— start of Extracted information —
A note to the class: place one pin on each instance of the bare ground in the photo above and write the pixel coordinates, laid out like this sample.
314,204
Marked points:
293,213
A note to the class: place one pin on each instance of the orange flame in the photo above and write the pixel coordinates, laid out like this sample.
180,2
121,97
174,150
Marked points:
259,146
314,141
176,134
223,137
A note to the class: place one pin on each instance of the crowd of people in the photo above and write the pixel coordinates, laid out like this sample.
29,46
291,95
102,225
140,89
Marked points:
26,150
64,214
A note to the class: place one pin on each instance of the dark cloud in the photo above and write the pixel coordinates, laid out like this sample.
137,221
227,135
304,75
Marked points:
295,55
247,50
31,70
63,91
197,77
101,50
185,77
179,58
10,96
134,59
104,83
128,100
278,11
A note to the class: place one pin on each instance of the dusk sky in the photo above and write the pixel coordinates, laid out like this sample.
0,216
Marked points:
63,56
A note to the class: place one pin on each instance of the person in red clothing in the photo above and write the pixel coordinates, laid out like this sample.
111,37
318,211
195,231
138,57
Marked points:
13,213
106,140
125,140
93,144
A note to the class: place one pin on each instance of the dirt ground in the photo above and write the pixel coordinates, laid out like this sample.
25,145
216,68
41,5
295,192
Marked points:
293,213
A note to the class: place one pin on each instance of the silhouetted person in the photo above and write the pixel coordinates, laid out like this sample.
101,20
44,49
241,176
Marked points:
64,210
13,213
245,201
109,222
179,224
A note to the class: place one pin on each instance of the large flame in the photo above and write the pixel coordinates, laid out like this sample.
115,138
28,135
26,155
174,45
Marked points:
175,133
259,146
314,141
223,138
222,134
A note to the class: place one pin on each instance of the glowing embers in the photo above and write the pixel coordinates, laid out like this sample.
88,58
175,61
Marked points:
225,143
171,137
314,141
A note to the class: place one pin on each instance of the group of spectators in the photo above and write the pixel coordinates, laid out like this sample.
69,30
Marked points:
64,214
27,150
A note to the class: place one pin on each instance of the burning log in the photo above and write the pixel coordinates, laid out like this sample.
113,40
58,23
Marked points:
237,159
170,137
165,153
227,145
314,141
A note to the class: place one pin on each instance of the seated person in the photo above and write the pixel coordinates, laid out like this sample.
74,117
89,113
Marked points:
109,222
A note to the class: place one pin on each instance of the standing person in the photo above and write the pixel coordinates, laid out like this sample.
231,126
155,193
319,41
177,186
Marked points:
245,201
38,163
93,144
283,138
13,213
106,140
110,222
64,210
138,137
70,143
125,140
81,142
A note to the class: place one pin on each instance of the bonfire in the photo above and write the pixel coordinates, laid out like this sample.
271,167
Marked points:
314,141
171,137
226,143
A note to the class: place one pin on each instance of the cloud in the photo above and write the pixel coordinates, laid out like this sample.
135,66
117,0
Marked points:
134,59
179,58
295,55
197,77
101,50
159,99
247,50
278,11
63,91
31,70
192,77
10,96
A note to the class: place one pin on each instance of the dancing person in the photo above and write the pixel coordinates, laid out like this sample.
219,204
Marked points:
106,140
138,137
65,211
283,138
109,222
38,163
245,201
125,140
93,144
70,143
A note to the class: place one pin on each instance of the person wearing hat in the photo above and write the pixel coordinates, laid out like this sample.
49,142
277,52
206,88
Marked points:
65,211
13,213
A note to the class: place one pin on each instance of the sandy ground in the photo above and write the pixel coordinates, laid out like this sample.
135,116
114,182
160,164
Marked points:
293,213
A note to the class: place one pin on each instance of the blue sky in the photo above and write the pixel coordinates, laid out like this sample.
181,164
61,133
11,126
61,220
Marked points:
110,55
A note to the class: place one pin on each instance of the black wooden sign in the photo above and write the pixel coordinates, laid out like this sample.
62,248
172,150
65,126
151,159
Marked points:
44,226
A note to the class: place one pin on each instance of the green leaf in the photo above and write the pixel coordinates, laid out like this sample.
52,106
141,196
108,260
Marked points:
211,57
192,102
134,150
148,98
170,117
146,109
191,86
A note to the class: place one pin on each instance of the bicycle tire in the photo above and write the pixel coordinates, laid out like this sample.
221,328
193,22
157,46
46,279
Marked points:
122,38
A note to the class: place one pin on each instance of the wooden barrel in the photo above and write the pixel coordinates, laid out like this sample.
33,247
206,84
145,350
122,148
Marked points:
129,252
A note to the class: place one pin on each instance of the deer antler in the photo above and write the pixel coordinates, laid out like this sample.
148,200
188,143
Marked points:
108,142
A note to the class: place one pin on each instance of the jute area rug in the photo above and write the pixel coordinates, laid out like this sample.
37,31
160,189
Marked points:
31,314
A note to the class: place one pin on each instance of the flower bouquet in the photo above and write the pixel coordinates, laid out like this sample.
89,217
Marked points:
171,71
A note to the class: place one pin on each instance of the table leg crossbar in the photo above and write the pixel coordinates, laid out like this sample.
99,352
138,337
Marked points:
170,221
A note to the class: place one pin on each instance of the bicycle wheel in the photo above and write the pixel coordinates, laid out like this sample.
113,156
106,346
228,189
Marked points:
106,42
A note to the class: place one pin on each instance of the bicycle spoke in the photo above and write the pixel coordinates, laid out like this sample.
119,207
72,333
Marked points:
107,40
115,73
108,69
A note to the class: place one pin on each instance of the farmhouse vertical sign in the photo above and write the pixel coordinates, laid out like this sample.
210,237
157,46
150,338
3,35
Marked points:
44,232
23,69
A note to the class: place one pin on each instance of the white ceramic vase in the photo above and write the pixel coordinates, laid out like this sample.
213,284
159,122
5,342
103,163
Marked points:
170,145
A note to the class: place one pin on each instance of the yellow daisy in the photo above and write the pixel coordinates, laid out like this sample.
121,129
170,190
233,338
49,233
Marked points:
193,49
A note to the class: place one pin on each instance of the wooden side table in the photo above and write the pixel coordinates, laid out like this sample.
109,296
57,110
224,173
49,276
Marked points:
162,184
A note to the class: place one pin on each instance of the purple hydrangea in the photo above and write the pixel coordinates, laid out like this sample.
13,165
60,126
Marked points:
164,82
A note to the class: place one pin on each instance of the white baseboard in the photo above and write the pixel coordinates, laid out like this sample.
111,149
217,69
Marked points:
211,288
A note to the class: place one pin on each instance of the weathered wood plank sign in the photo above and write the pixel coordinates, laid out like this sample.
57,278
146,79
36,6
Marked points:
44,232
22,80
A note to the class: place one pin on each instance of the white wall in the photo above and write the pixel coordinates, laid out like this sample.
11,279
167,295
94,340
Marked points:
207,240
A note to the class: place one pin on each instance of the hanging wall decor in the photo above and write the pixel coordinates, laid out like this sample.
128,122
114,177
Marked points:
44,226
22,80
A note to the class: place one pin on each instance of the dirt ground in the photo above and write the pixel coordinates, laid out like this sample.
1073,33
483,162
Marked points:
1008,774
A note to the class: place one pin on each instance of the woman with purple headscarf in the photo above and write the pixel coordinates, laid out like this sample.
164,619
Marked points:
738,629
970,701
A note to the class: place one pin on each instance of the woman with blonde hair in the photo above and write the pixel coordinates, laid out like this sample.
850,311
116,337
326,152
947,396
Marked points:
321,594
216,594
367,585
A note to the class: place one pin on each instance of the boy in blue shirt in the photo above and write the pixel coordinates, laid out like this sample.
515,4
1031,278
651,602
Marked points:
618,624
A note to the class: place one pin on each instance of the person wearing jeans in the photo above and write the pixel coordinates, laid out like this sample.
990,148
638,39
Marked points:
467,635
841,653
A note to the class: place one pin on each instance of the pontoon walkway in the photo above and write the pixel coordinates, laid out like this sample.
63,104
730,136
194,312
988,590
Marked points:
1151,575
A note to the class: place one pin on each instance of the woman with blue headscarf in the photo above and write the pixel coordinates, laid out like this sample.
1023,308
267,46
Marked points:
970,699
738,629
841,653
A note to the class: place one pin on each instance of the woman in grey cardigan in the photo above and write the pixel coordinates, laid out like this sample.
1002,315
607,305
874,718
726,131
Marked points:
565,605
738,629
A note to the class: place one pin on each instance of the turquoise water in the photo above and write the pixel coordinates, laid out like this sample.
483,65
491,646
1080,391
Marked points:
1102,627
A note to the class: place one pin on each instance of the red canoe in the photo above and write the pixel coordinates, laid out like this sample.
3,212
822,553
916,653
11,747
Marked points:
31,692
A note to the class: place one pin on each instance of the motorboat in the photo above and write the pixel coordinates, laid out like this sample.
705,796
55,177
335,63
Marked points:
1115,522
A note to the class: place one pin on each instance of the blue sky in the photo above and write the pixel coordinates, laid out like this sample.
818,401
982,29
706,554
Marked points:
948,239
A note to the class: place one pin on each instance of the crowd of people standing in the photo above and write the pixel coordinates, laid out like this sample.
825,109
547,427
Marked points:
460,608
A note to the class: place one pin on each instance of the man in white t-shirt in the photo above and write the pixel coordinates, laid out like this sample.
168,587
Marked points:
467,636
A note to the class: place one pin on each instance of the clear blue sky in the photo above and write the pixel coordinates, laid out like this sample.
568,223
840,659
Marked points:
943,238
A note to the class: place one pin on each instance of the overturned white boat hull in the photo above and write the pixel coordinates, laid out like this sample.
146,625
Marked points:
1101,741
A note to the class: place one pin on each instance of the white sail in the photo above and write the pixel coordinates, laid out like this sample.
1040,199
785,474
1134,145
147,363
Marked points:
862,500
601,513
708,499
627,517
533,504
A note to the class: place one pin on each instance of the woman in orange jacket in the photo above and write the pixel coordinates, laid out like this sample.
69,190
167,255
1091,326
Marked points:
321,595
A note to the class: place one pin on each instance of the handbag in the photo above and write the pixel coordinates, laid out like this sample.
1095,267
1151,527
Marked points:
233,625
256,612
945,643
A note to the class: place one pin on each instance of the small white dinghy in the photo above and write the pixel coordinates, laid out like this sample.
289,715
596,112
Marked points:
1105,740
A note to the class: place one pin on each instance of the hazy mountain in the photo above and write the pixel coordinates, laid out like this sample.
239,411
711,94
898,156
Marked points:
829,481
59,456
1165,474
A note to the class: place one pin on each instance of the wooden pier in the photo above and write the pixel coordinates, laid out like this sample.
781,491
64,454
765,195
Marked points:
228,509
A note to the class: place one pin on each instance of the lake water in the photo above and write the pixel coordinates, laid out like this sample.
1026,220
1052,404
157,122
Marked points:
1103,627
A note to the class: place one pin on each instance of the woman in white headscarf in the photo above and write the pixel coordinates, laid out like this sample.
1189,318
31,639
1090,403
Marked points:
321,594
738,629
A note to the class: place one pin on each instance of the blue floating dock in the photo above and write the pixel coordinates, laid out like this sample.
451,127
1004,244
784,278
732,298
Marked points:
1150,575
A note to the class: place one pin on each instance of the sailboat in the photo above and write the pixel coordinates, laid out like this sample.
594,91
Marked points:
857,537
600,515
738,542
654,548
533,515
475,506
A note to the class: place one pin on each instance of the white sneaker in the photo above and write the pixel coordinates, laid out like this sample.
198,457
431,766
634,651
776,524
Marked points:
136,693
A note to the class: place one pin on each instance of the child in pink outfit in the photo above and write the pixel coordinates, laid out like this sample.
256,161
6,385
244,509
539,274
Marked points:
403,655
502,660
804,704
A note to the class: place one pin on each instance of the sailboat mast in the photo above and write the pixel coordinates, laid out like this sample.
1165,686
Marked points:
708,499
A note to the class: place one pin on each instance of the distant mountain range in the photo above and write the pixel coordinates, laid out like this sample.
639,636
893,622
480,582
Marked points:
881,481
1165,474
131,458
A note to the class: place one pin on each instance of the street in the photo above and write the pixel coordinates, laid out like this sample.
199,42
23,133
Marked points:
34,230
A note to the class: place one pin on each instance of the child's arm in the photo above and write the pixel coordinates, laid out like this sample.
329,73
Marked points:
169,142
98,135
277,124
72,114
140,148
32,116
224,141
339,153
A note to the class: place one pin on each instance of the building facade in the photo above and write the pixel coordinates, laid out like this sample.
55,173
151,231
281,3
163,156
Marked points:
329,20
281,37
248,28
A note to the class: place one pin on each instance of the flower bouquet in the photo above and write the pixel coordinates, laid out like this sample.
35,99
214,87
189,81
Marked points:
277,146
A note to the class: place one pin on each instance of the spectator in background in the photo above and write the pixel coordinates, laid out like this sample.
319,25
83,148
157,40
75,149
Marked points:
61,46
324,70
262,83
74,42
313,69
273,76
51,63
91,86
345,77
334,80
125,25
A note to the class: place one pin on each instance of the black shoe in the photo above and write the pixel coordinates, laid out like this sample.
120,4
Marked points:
— end of Extracted information —
Problem description:
In the records above, locate the line that contains "the sailboat mast". Repeat it and every line after it, exactly, and nothing else.

Exercise response:
A note to the class: place one pin on each instance of the sailboat mast in the photo above and write the pixel coordinates, laid out like this sample.
1165,686
Marked points:
708,499
A note to the class: place one pin on each instance of the distant mountain range in the photo above and write the pixel coordinates, laid out like this sample.
639,636
893,622
480,582
Marked points:
881,481
1165,474
131,458
A note to the class: place one pin on each instance of the street in the photo above and write the pixel coordinates, laid out like this sample.
199,42
23,133
Marked points:
34,230
A note to the class: place one pin on each instance of the child's arm in the photo above and write the pixel coordinates, laid out like this sample.
329,73
Marked points:
169,142
98,135
277,124
72,114
140,148
32,116
224,141
339,153
A note to the class: place one pin on each instance of the building facade in the photo above and write the pixel coordinates, laid out like this sample.
55,173
151,231
281,3
163,156
Marked points:
329,20
281,37
248,28
A note to the class: place one pin on each instance of the flower bouquet in the photo above and write the pixel coordinates, laid out like this sample.
35,99
214,87
189,81
Marked points:
277,146
A note to the class: place one pin on each instance of the spectator in background in the photo above and write the pixel coordinates, laid out like this sample.
319,25
83,148
157,40
75,149
Marked points:
61,46
324,70
262,83
74,42
313,69
273,76
51,63
91,86
345,77
334,80
125,25
A note to the class: place one pin on each instance of the black shoe in the photo above and write the pixel coordinates, laid out like this sample.
120,4
Marked points:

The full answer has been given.